849 NAVAL AIR SQUADRON
Motto: - 'Primus video - The first to see'
Role: - Aircrew and Maintainer Training Squadron for Sea King ASaCS Mk 7
Base: - RNAS Culdrose
849 Squadron first formed in 1943 with Avenger torpedo, strike and reconnaissance aircraft but has its origins with the Naval Wing of the Royal Flying Corps from 1912. Seconded to Coastal Command, they supported Operation Overlord, the D-Day landings.
The Squadron disbanded at the end of the war but was reformed in 1952 to perform the new Airborne Early Warning role. The first of 50 Douglas Skyraiders, fitted with long range radar, had been delivered in 1951. Airborne Early Warning embarked for the first time on a carrier in September 1952.
The rebirth of Airborne Early Warning in the Royal Navy occurred in 1982 as a result of the Falklands War. The first two helicopters to be converted to carry the Thorn EMI Searchwater radar were completed in just 90 days. They returned to RNAS Culdrose later in 1982 to continue trials. In 1984, the concept having been proved, 849 Squadron was commissioned.
World War two
849 Naval Air Squadron was formed on 1 August 1943 at the Naval Air Station Quonset Point, Rhode Island with Grumman Avenger Is. It returned to the UK and provided anti-surface vessel and anti-submarine patrols over the English Channel prior to and during the D-Day operations.
In August 1944, it was sent to Ceylon to join the British Eastern Fleet, embarking on HMS Victorious (and becoming part of the British Pacific Fleet in November 1944). It took part in Operation Lentil against oil installations at Pangkalan Brandan in Sumatra on 4 January 1945, and in the larger carrier strikes against the oil refineries at Palembang Sumatra (Operation Meridian) on 24 and 29 January.
Victorious, including 849 in its Carrier Air Group, took part in operations in support of the American invasion of Okinawa from March to May 1945, flying strikes against airfields used by Japanese Kamikaze aircraft on the Sakishima Islands and on Formosa. Still aboard Victorious, No. 849 took place in raids against the Japanese Home islands in July and August, including the bombing raids on 24 July that resulted in severe damage to the Japanese escort carrier Kaiyo. It disbanded on 31 October 1945.
Airborne Early Warning (1953-78)
The squadron reformed at Royal Naval Air Station (RNAS) Culdrose on 7 July 1953, being equipped with ex United States Navy Douglas Skyraider AD4W as an Airborne Early Warning unit, from 778 Naval Air Squadron. These were operated by squadron detachments assigned to the Royal Navy's aircraft carriers HMS Ark Royal, Bulwark, Eagle, Hermes and Victorious.

☆ ☆ ☆

### [What the task requires]
Answer these questions from the 849 Naval Air Squadron history:
1. What is the squadron's motto?
2. How many days did it take to convert the first two helicopters to carry the Thorn EMI Searchwater radar?
3. On what date did the squadron disband at the end of World War II?
The lines that come next have no connection to the 849 Naval Air Squadron history.

### [Dataset content]
☆ ☆ ☆

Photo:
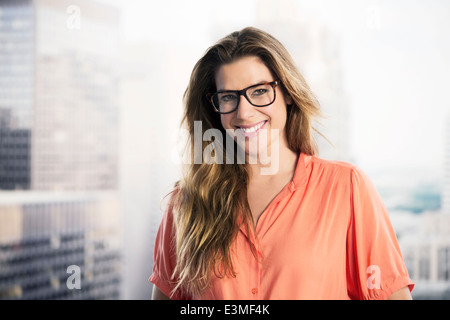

☆ ☆ ☆

### [Written answer]
1. 'Primus video - The first to see'
2. 90 days
3. 31 October 1945